• _Exercise objective_
Output every line of the entries below as a JSON list of strings, one string per line, and omit blank lines and pictures.

⁂

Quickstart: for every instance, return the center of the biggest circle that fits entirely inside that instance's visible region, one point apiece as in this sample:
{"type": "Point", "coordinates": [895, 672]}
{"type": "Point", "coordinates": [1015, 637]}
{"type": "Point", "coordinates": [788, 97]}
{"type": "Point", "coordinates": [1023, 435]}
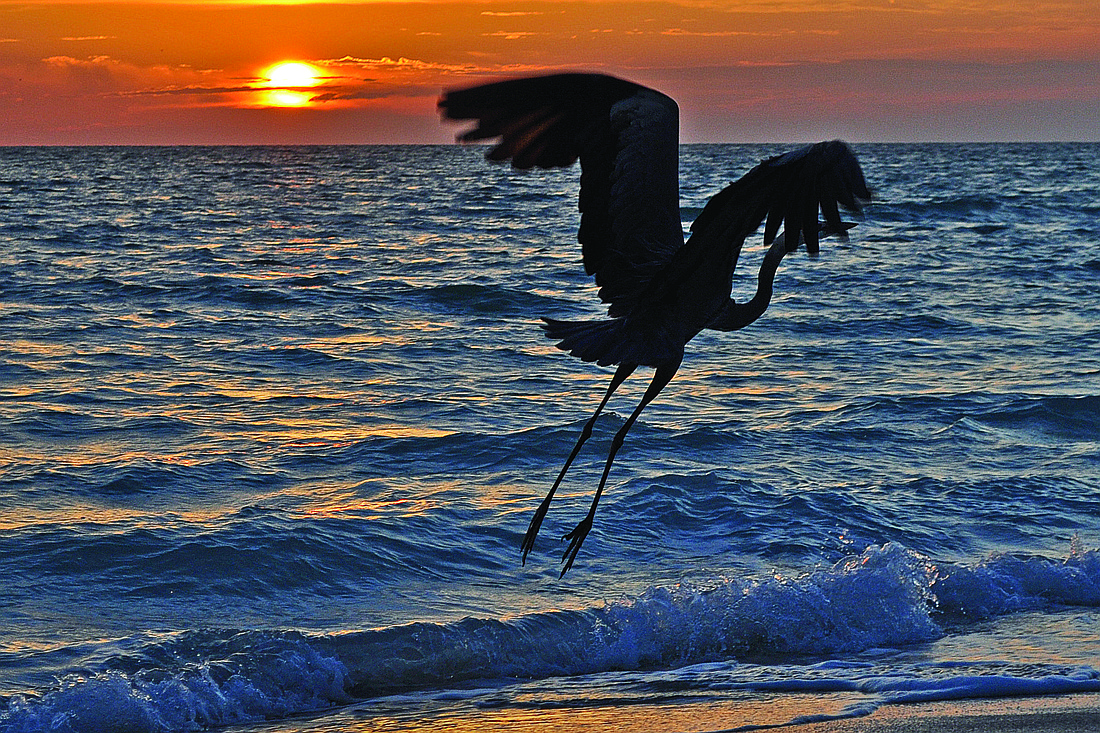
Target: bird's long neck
{"type": "Point", "coordinates": [739, 315]}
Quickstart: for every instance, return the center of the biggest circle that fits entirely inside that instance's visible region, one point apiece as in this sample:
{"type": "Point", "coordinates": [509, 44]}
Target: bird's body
{"type": "Point", "coordinates": [660, 291]}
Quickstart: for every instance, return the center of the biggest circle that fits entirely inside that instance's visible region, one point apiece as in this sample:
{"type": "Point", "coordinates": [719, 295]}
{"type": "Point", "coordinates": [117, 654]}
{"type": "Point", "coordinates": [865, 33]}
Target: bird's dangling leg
{"type": "Point", "coordinates": [532, 529]}
{"type": "Point", "coordinates": [663, 375]}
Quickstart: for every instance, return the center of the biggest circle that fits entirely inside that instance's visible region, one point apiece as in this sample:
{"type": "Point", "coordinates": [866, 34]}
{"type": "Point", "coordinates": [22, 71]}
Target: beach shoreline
{"type": "Point", "coordinates": [1064, 713]}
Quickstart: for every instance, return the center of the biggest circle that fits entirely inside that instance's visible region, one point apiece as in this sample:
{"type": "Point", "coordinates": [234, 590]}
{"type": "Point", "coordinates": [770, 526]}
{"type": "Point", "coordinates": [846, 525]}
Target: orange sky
{"type": "Point", "coordinates": [168, 73]}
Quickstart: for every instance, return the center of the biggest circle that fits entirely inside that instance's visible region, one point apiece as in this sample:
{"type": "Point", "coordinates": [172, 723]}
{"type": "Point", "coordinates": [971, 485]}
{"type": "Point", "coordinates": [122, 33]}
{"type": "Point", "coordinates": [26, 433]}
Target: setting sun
{"type": "Point", "coordinates": [286, 81]}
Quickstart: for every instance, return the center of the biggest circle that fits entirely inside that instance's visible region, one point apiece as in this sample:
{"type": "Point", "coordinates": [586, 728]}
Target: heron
{"type": "Point", "coordinates": [660, 290]}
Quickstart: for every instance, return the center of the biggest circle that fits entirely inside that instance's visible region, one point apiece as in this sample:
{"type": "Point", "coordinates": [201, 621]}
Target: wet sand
{"type": "Point", "coordinates": [1078, 713]}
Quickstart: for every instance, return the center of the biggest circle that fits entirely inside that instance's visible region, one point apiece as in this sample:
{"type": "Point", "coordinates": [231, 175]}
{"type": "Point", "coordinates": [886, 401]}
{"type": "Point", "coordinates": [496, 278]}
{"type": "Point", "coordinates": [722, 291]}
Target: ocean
{"type": "Point", "coordinates": [273, 422]}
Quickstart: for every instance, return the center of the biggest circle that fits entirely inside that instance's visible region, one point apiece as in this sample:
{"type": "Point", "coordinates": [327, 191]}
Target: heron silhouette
{"type": "Point", "coordinates": [660, 291]}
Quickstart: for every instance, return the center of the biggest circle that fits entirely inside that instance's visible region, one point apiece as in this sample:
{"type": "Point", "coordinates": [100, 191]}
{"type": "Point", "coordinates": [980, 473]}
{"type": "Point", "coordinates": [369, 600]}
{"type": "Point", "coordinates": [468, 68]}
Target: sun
{"type": "Point", "coordinates": [286, 83]}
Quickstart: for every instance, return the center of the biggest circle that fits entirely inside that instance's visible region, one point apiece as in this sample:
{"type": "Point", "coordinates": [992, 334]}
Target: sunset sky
{"type": "Point", "coordinates": [185, 73]}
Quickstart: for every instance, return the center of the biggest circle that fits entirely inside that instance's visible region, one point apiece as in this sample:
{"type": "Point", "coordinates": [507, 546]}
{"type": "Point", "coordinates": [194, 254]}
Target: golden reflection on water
{"type": "Point", "coordinates": [734, 711]}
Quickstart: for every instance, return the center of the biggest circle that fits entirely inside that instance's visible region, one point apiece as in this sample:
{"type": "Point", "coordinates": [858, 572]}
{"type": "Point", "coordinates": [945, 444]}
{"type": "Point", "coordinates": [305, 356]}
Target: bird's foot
{"type": "Point", "coordinates": [575, 539]}
{"type": "Point", "coordinates": [532, 528]}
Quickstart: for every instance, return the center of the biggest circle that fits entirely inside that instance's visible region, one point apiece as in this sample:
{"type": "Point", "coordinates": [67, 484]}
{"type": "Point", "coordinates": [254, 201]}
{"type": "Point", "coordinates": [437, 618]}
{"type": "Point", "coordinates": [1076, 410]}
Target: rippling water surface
{"type": "Point", "coordinates": [273, 423]}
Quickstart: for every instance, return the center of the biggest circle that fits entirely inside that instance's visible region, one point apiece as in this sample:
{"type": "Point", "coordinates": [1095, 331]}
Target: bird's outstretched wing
{"type": "Point", "coordinates": [787, 190]}
{"type": "Point", "coordinates": [626, 137]}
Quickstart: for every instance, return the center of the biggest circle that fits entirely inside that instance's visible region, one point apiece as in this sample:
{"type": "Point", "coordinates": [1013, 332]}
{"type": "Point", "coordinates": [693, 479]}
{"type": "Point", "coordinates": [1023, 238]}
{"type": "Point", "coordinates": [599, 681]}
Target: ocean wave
{"type": "Point", "coordinates": [887, 597]}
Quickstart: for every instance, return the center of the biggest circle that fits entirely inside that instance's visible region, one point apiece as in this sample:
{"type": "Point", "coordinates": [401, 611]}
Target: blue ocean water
{"type": "Point", "coordinates": [273, 422]}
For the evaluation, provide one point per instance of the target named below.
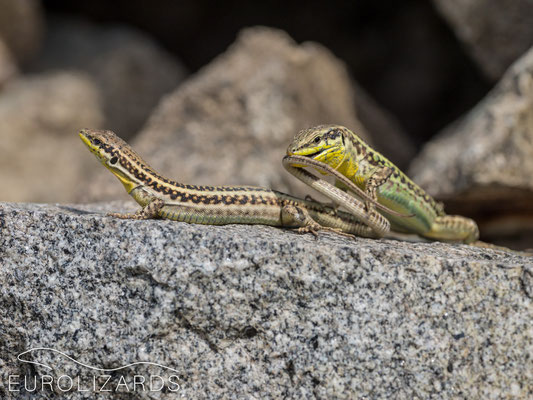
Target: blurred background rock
(205, 101)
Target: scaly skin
(341, 149)
(215, 205)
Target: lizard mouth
(316, 153)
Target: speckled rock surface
(495, 32)
(482, 165)
(232, 122)
(41, 157)
(130, 70)
(259, 312)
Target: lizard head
(324, 143)
(114, 153)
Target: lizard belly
(421, 219)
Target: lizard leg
(453, 228)
(333, 205)
(377, 223)
(293, 215)
(151, 210)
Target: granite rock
(231, 122)
(129, 69)
(21, 27)
(495, 32)
(482, 165)
(41, 157)
(259, 312)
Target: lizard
(357, 167)
(161, 197)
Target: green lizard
(218, 205)
(358, 168)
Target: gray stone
(41, 157)
(21, 27)
(496, 32)
(130, 70)
(232, 122)
(260, 312)
(482, 165)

⁂

• _Problem solution_
[
  "Quickstart: for every instance, return the center of the biggest circle that fits entirely inside that instance's visible region, one point apiece as in this sample:",
  "{\"type\": \"Point\", \"coordinates\": [895, 672]}",
  "{\"type\": \"Point\", \"coordinates\": [1015, 637]}",
  "{\"type\": \"Point\", \"coordinates\": [788, 97]}",
  "{\"type\": \"Point\", \"coordinates\": [1023, 435]}",
  "Target: bird's long neck",
  "{\"type\": \"Point\", \"coordinates\": [739, 315]}",
  "Quickstart: for every instance, return the center of the biggest circle that fits entirely inside that instance's visible region, one point apiece as in this sample:",
  "{\"type\": \"Point\", \"coordinates\": [509, 44]}",
  "Target: bird's body",
  "{\"type\": \"Point\", \"coordinates\": [660, 291]}",
  "Quickstart: for every instance, return the center of the biggest circle that fits entirely inside that instance's visible region, one point apiece as in this sample:",
  "{\"type\": \"Point\", \"coordinates\": [719, 295]}",
  "{\"type\": \"Point\", \"coordinates\": [117, 654]}",
  "{\"type\": \"Point\", \"coordinates\": [865, 33]}",
  "Target: bird's dangling leg",
  "{\"type\": \"Point\", \"coordinates\": [532, 529]}",
  "{\"type\": \"Point\", \"coordinates\": [663, 375]}",
  "Quickstart: for every instance, return the center of the biggest circle that fits entirely inside that instance's visible region, one point apiece as in this sample:",
  "{\"type\": \"Point\", \"coordinates\": [866, 34]}",
  "{\"type\": \"Point\", \"coordinates\": [22, 71]}",
  "Target: beach shoreline",
  "{\"type\": \"Point\", \"coordinates\": [1064, 713]}",
  "Quickstart: for every instance, return the center of the biggest circle that fits entirely inside that instance's visible region, one point apiece as in this sample:",
  "{\"type\": \"Point\", \"coordinates\": [234, 590]}",
  "{\"type\": \"Point\", \"coordinates\": [770, 526]}",
  "{\"type\": \"Point\", \"coordinates\": [846, 525]}",
  "Target: orange sky",
  "{\"type\": \"Point\", \"coordinates\": [168, 73]}",
  "Quickstart: for every instance, return the center of the biggest circle that fits entirely inside that instance's visible region, one point apiece as in this sample:",
  "{\"type\": \"Point\", \"coordinates\": [172, 723]}",
  "{\"type\": \"Point\", \"coordinates\": [971, 485]}",
  "{\"type\": \"Point\", \"coordinates\": [122, 33]}",
  "{\"type\": \"Point\", \"coordinates\": [26, 433]}",
  "Target: setting sun",
  "{\"type\": \"Point\", \"coordinates\": [286, 81]}",
  "Quickstart: for every instance, return the center of the biggest circle that fits entirely inside that instance's visible region, one point apiece as in this sample:",
  "{\"type\": \"Point\", \"coordinates\": [586, 728]}",
  "Target: heron",
  "{\"type\": \"Point\", \"coordinates\": [660, 290]}",
  "Quickstart: for every instance, return the center of the biggest circle that fits entirely inside that instance's visible region, one point apiece as in this sample:",
  "{\"type\": \"Point\", \"coordinates\": [201, 621]}",
  "Target: wet sand",
  "{\"type\": \"Point\", \"coordinates\": [1078, 713]}",
  "Quickstart: for every instance, return the center of the biggest circle that fits entirely inside that instance's visible region, one point apiece as in this sample:",
  "{\"type\": \"Point\", \"coordinates\": [231, 175]}",
  "{\"type\": \"Point\", \"coordinates\": [886, 401]}",
  "{\"type\": \"Point\", \"coordinates\": [496, 278]}",
  "{\"type\": \"Point\", \"coordinates\": [722, 291]}",
  "Target: ocean",
  "{\"type\": \"Point\", \"coordinates\": [273, 422]}",
  "Quickstart: for every instance, return the center of the biggest circle that fits entirely inside that instance's visible region, one point apiece as in this sample:",
  "{\"type\": \"Point\", \"coordinates\": [327, 191]}",
  "Target: heron silhouette",
  "{\"type\": \"Point\", \"coordinates\": [660, 291]}",
  "Quickstart: for every instance, return the center of the biggest circle that fits entirely inside that instance's visible region, one point apiece as in this sample:",
  "{\"type\": \"Point\", \"coordinates\": [100, 191]}",
  "{\"type\": \"Point\", \"coordinates\": [980, 473]}",
  "{\"type\": \"Point\", \"coordinates\": [369, 600]}",
  "{\"type\": \"Point\", \"coordinates\": [468, 68]}",
  "Target: sun",
  "{\"type\": \"Point\", \"coordinates\": [286, 83]}",
  "Quickstart: for every instance, return the center of the biggest circle that fits entirely inside that instance's visible region, one point apiece as in this sample:",
  "{\"type\": \"Point\", \"coordinates\": [992, 334]}",
  "Target: sunset sky",
  "{\"type\": \"Point\", \"coordinates\": [185, 73]}",
  "Quickstart: for every instance, return the center of the biggest circle that fits entirely inside that instance's visible region, one point apiece as in this sample:",
  "{\"type\": \"Point\", \"coordinates\": [507, 546]}",
  "{\"type\": \"Point\", \"coordinates\": [194, 254]}",
  "Target: golden reflection on water",
  "{\"type\": \"Point\", \"coordinates\": [734, 711]}",
  "Quickstart: for every instance, return the center of the biggest circle that fits entirely inside that instance's visible region, one point apiece as in this sample:",
  "{\"type\": \"Point\", \"coordinates\": [858, 572]}",
  "{\"type\": \"Point\", \"coordinates\": [945, 444]}",
  "{\"type\": \"Point\", \"coordinates\": [305, 356]}",
  "Target: bird's foot",
  "{\"type\": \"Point\", \"coordinates\": [575, 539]}",
  "{\"type\": \"Point\", \"coordinates\": [532, 528]}",
  "Quickstart: for every instance, return the center of the biggest circle that fits entirely inside that instance's visible region, one point apiece as in this sample:",
  "{\"type\": \"Point\", \"coordinates\": [67, 484]}",
  "{\"type\": \"Point\", \"coordinates\": [254, 201]}",
  "{\"type\": \"Point\", \"coordinates\": [437, 618]}",
  "{\"type\": \"Point\", \"coordinates\": [1076, 410]}",
  "Target: rippling water surface",
  "{\"type\": \"Point\", \"coordinates\": [273, 423]}",
  "Quickstart: for every instance, return the center of the biggest circle that fits entirely inside that instance's visible region, one point apiece as in this sample:",
  "{\"type\": \"Point\", \"coordinates\": [1095, 331]}",
  "Target: bird's outstretched wing",
  "{\"type\": \"Point\", \"coordinates\": [787, 190]}",
  "{\"type\": \"Point\", \"coordinates\": [626, 137]}",
  "Quickstart: for every instance, return the center of the biggest circle that fits entirely inside that instance's visible region, one point apiece as in this sample:",
  "{\"type\": \"Point\", \"coordinates\": [1013, 332]}",
  "{\"type\": \"Point\", \"coordinates\": [693, 479]}",
  "{\"type\": \"Point\", \"coordinates\": [1023, 238]}",
  "{\"type\": \"Point\", \"coordinates\": [599, 681]}",
  "Target: ocean wave",
  "{\"type\": \"Point\", \"coordinates\": [887, 597]}",
  "Quickstart: for every instance, return the center of the biggest circle that fits entirely inside that instance's visible region, one point apiece as in this sample:",
  "{\"type\": \"Point\", \"coordinates\": [401, 611]}",
  "Target: blue ocean water",
  "{\"type\": \"Point\", \"coordinates\": [273, 422]}",
  "For the evaluation, provide one point per instance of the target named below.",
  "Target: blurred background rock",
  "(205, 101)",
  "Target: scaly skin",
  "(341, 149)",
  "(215, 205)",
  "Target: lizard mouth",
  "(316, 153)",
  "Target: speckled rock surface",
  "(495, 32)",
  "(482, 165)",
  "(232, 122)",
  "(41, 157)",
  "(130, 70)",
  "(259, 312)",
  "Target: lizard head",
  "(324, 143)",
  "(114, 153)",
  "Target: lizard belly",
  "(421, 219)",
  "Target: lizard leg",
  "(453, 228)",
  "(333, 205)",
  "(377, 223)",
  "(293, 215)",
  "(151, 210)",
  "Target: granite rock",
  "(231, 122)",
  "(129, 69)",
  "(21, 27)",
  "(495, 32)",
  "(482, 165)",
  "(41, 157)",
  "(259, 312)",
  "Target: lizard",
  "(357, 167)",
  "(161, 197)",
  "Target: green lizard",
  "(218, 205)",
  "(358, 168)",
  "Target: gray stone",
  "(41, 157)",
  "(21, 27)",
  "(496, 32)",
  "(130, 70)",
  "(232, 122)",
  "(260, 312)",
  "(482, 165)"
]